Express every line of the entries below as a single JSON list of strings, one string per line, leaving out any blank lines.

──────── SUPPLIED DATA

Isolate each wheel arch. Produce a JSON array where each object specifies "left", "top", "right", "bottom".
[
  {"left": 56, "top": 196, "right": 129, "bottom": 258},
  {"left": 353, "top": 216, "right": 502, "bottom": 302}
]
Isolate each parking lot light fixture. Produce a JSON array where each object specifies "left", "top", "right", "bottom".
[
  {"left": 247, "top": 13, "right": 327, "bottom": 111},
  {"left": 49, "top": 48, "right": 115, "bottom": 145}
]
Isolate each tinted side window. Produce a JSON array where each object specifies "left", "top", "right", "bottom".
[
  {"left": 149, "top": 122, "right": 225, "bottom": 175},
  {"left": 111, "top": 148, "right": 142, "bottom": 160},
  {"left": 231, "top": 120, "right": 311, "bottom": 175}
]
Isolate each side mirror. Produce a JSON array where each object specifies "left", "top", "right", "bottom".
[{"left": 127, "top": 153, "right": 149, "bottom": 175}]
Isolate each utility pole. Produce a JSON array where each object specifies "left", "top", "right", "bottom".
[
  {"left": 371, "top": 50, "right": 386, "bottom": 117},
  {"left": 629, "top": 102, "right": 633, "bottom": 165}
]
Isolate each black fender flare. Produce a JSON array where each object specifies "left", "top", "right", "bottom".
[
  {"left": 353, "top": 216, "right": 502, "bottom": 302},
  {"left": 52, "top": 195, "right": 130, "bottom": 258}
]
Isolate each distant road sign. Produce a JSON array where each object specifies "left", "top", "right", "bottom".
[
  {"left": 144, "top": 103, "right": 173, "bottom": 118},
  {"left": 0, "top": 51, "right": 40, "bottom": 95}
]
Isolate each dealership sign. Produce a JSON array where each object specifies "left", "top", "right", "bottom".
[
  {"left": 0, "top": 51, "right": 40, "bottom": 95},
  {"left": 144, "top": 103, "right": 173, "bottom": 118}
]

────────────────

▶ [SOLUTION]:
[
  "Isolate each wheel arch. Produce a JSON array where each object specifies \"left\", \"top\", \"right\", \"bottom\".",
  "[",
  "  {\"left\": 56, \"top\": 196, \"right\": 129, \"bottom\": 258},",
  "  {\"left\": 353, \"top\": 216, \"right\": 502, \"bottom\": 302}",
  "]",
  "Isolate each parking lot light fixture. Produce a JSON array where each object specifies \"left\", \"top\", \"right\", \"bottom\".",
  "[",
  "  {\"left\": 247, \"top\": 13, \"right\": 327, \"bottom\": 111},",
  "  {\"left\": 49, \"top\": 48, \"right\": 115, \"bottom\": 145}",
  "]",
  "Isolate each tinted side window. Produce a JSON array where each object specifies \"left\", \"top\", \"right\", \"bottom\".",
  "[",
  "  {\"left\": 149, \"top\": 122, \"right\": 225, \"bottom\": 175},",
  "  {\"left\": 111, \"top\": 148, \"right\": 142, \"bottom\": 160},",
  "  {\"left\": 231, \"top\": 120, \"right\": 311, \"bottom\": 175}",
  "]",
  "Isolate each side mirror. Produce a JSON array where each object specifies \"left\", \"top\", \"right\", \"bottom\".",
  "[{\"left\": 127, \"top\": 153, \"right\": 149, \"bottom\": 175}]",
  "Isolate each utility pole. Produce a JSON array where each object specifies \"left\", \"top\", \"right\", \"bottom\".",
  "[",
  "  {\"left\": 371, \"top\": 50, \"right\": 386, \"bottom\": 117},",
  "  {\"left\": 629, \"top\": 102, \"right\": 633, \"bottom\": 165}",
  "]",
  "Isolate each black fender flare. Produce a JSON array where each object specifies \"left\", \"top\", \"right\", \"bottom\".",
  "[",
  "  {\"left\": 353, \"top\": 216, \"right\": 502, \"bottom\": 302},",
  "  {\"left\": 52, \"top\": 195, \"right\": 130, \"bottom\": 258}",
  "]",
  "Isolate each distant road sign. Produce a JSON array where each object specifies \"left\", \"top\", \"right\", \"bottom\".",
  "[",
  "  {\"left\": 144, \"top\": 103, \"right\": 173, \"bottom\": 118},",
  "  {\"left\": 0, \"top\": 51, \"right\": 40, \"bottom\": 95}",
  "]",
  "Isolate each dealership sign. Produce a JSON array where each object specifies \"left\", \"top\", \"right\", \"bottom\".",
  "[",
  "  {\"left\": 0, \"top\": 51, \"right\": 40, \"bottom\": 95},",
  "  {\"left\": 144, \"top\": 103, \"right\": 173, \"bottom\": 118}",
  "]"
]